(Dataset entries on object locations)
========================================================================

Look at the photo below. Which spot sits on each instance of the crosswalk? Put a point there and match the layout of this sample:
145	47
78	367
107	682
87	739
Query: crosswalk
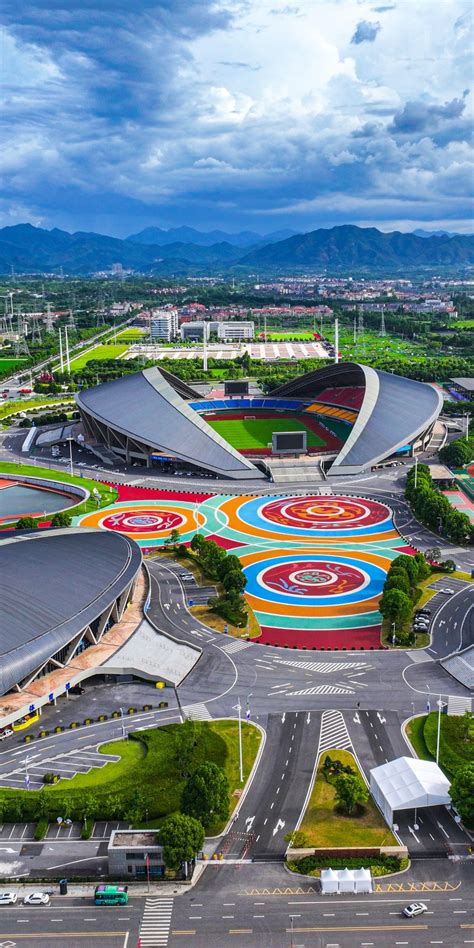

========================================================================

Return each line of the entries that contains the string "crosswalk".

→ **THE REPLY**:
Look at the photo below. Which spot sits on each instance of the crosswalk? Put a point there and match the layout of this sample:
Query: crosswalk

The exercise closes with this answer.